### INPUT ROWS

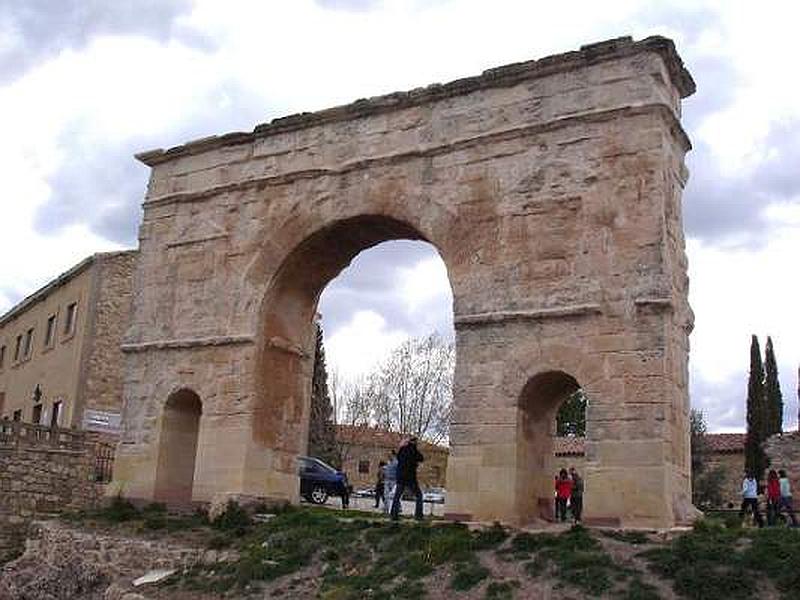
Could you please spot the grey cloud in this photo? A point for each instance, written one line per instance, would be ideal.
(350, 5)
(43, 28)
(720, 207)
(725, 404)
(103, 185)
(370, 283)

### REQUIREMENT
Could you convert the records above into a Markdown table with the columns "Row" and "Line", one numbered row per line, skipping blank lines and leaving the pictures out?

### TASK OUTPUT
| Row | Line |
|---|---|
| 1 | Could you please spot the grey cloud in this photo? A point for each instance, written one line per instance, would be ideal. |
| 2 | (350, 5) |
| 3 | (43, 28) |
| 4 | (720, 207) |
| 5 | (725, 404) |
| 6 | (103, 185) |
| 7 | (370, 283) |